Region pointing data
#####

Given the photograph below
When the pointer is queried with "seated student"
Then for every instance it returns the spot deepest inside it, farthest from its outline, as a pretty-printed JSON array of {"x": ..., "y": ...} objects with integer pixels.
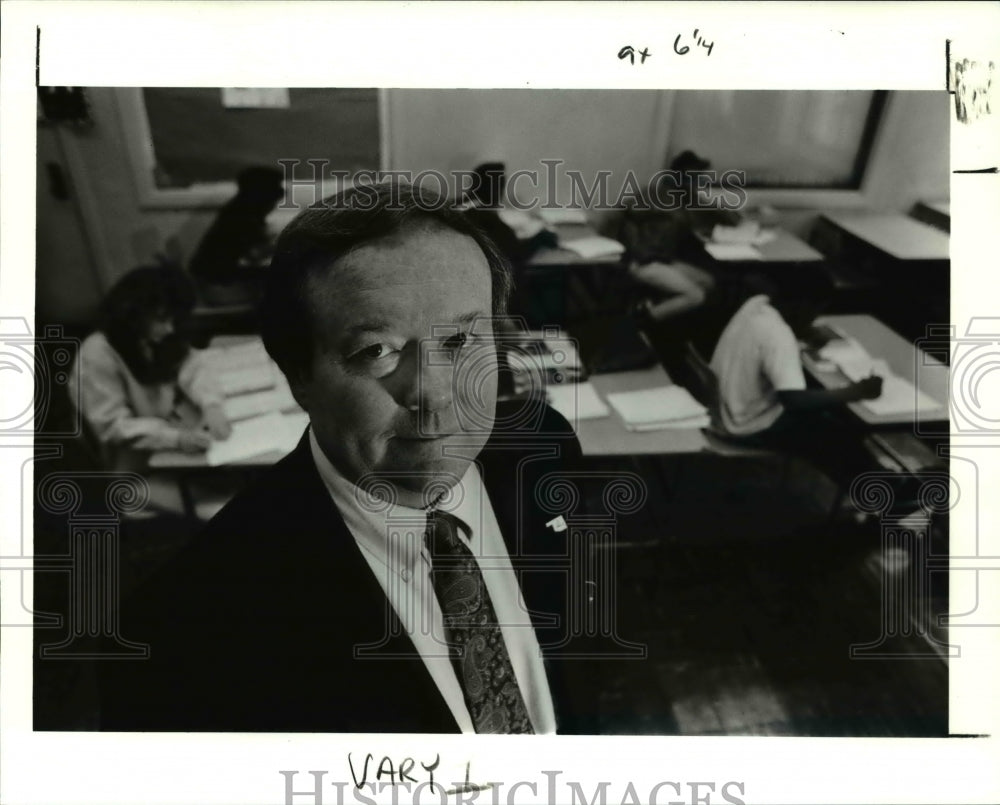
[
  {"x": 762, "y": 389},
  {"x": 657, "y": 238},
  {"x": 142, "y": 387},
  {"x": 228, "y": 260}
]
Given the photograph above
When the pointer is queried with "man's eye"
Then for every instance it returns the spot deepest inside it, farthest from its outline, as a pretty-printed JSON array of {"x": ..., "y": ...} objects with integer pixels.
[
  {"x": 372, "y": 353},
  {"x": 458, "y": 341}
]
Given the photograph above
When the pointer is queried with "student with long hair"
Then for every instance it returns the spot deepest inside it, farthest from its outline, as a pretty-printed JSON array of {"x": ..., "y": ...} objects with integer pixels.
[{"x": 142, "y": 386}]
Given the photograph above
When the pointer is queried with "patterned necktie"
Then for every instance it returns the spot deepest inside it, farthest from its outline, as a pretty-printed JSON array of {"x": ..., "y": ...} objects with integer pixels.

#####

_What you should do:_ Counting only those lines of the data above where the word "pointer" appears, give the number and nothing more.

_Written answer:_ 4